Data rows

--- begin ---

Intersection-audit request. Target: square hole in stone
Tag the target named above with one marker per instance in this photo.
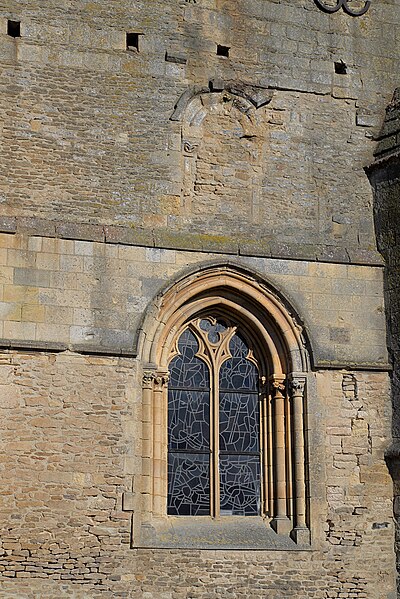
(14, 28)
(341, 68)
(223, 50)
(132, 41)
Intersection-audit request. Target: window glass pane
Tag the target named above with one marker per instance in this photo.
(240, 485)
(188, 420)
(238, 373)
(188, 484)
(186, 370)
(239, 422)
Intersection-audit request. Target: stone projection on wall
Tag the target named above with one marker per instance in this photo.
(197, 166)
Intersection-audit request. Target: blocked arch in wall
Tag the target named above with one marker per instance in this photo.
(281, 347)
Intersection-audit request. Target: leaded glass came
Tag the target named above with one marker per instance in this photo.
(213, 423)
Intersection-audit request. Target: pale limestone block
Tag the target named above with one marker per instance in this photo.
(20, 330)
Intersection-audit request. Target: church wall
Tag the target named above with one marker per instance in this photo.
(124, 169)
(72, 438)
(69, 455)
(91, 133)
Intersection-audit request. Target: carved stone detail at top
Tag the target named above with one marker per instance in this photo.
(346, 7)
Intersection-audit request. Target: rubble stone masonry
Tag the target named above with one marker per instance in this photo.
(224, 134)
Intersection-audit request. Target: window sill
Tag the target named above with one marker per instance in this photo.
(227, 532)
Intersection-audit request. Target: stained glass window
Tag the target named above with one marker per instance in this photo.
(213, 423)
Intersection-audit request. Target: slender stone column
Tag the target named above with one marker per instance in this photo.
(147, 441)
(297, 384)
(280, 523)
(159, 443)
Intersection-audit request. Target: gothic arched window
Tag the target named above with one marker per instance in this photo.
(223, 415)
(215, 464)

--- end ---
--- begin ---

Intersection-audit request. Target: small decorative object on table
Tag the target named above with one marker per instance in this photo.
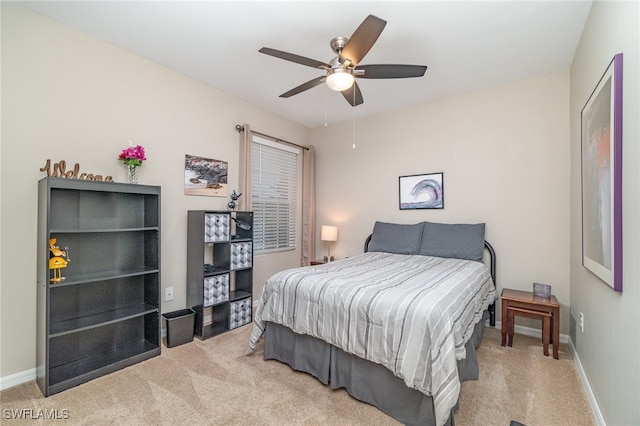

--- end ---
--- begin ---

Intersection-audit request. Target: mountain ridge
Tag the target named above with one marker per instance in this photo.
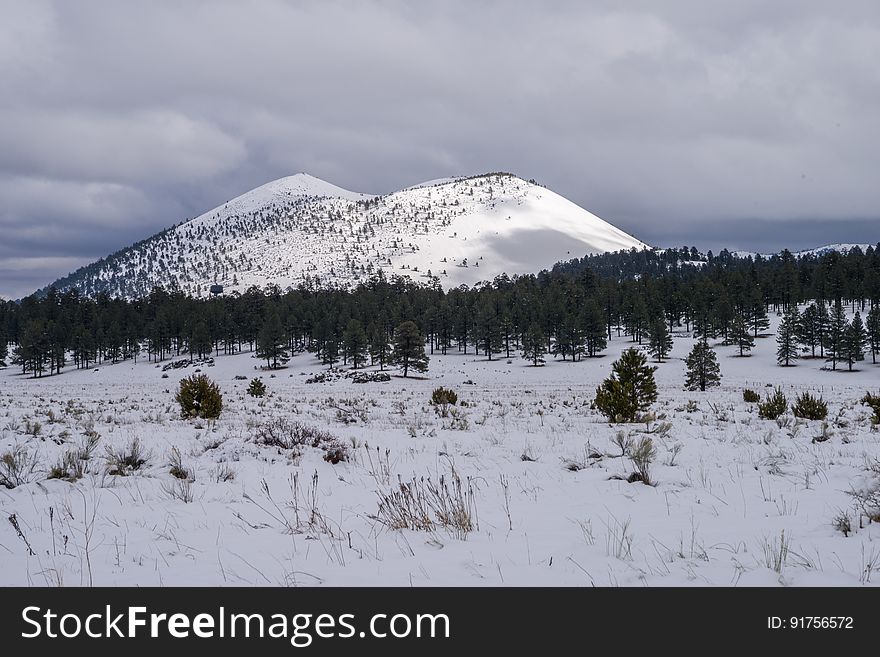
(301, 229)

--- end ---

What you need to do
Please pull out every line in the records above that contains the word "wall", treating uppercase and lowercase as different.

Answer for this exercise
Intersection-audit request. Target: stone projection on wall
Intersection-audit request. Target: blocked arch in wall
Intersection-audit request. Target: church wall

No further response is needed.